__Rows of bounding box annotation data__.

◇ ◇ ◇ ◇

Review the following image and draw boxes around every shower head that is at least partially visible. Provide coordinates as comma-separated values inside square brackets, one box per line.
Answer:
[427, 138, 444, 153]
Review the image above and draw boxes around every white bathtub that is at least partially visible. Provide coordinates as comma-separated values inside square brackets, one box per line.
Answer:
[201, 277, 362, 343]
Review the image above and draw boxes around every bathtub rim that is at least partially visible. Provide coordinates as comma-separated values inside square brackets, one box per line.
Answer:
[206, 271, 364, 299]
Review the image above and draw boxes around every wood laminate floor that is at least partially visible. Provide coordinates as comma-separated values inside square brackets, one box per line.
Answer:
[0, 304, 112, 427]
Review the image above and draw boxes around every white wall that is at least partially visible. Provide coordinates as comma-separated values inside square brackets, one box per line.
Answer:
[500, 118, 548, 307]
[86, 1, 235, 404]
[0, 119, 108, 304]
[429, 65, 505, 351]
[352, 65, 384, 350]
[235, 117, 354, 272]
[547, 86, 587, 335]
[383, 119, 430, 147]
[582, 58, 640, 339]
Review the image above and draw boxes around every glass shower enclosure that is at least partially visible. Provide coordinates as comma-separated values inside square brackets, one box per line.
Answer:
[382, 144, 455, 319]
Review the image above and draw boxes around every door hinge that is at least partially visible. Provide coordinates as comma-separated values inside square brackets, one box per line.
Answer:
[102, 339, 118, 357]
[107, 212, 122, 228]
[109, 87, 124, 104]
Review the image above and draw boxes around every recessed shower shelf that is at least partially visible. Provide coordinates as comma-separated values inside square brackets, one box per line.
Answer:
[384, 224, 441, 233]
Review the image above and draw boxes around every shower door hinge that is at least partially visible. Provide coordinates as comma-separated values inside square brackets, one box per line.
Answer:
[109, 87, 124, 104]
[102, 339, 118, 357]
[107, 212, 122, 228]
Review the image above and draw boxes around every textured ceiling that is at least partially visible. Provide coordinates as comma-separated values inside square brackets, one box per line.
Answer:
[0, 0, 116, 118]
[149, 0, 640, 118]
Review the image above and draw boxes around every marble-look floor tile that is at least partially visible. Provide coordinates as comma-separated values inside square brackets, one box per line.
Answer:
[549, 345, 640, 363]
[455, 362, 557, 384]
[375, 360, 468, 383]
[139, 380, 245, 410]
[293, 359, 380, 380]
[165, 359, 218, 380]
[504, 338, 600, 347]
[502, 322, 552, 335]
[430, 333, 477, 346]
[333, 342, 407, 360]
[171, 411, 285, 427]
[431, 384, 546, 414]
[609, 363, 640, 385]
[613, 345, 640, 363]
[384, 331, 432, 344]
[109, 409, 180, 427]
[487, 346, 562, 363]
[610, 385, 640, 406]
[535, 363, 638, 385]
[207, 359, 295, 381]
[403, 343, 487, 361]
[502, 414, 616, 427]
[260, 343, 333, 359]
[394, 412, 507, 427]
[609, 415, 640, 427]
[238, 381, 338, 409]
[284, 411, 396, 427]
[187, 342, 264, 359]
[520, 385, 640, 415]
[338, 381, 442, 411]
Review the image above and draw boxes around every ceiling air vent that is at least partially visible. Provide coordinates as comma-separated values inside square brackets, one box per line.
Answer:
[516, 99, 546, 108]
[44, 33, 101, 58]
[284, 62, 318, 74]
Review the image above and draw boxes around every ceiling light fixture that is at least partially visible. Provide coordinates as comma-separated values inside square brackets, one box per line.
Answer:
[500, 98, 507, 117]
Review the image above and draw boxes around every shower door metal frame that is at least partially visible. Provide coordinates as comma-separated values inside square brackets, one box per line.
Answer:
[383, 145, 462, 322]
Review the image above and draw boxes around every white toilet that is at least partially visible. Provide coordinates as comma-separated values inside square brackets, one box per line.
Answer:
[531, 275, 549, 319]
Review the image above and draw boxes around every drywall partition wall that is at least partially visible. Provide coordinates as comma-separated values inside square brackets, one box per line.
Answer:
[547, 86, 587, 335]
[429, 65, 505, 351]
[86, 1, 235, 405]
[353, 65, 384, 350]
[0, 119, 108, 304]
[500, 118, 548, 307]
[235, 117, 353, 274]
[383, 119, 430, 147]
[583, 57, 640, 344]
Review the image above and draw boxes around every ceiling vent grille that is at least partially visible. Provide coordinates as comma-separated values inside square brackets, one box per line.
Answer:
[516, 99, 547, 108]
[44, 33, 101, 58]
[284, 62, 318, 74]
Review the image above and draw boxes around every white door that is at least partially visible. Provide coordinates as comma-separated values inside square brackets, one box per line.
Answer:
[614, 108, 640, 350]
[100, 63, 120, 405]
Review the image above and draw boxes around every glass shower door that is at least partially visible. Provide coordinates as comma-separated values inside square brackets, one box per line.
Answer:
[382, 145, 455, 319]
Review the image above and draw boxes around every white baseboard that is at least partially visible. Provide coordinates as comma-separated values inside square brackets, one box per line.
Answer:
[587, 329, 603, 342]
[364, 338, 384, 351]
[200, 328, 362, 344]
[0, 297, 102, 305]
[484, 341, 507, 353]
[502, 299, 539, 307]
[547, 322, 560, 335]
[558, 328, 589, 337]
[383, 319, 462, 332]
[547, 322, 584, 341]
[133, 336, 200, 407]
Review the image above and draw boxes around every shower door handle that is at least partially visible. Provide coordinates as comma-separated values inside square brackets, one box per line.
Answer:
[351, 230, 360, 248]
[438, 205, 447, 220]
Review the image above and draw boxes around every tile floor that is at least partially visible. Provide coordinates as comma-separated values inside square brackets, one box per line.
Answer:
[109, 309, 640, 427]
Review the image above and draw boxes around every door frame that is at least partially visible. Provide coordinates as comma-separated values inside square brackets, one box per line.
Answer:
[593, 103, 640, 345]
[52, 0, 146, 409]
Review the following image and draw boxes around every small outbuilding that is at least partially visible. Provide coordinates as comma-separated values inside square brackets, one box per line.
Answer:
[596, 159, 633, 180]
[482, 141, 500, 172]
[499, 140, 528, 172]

◇ ◇ ◇ ◇

__STATED EXERCISE__. Find every line in the items above that contains the word "ceiling", treating uppercase and lowercase as different, and copy each of those lines.

__SOLUTION FOR THIS PROBLEM__.
Review the image above and draw boxes around every textured ceiling that is at least partially visible. Provide coordinates as comma-separated values inside square brackets, one box per line.
Review the image above and draw boxes around every ceiling air vent that is at least partially visible. Provide coordinates as comma-separated values inside square brackets, one box per line.
Review the image above and draw boxes around every ceiling light fixture that is at least partially visible. Provide coordinates as comma-separated values inside square brackets, one box per line.
Review the image above and draw boxes around every ceiling vent grille that is at least partially visible. Provide coordinates as comma-separated values inside square brackets, one box per line.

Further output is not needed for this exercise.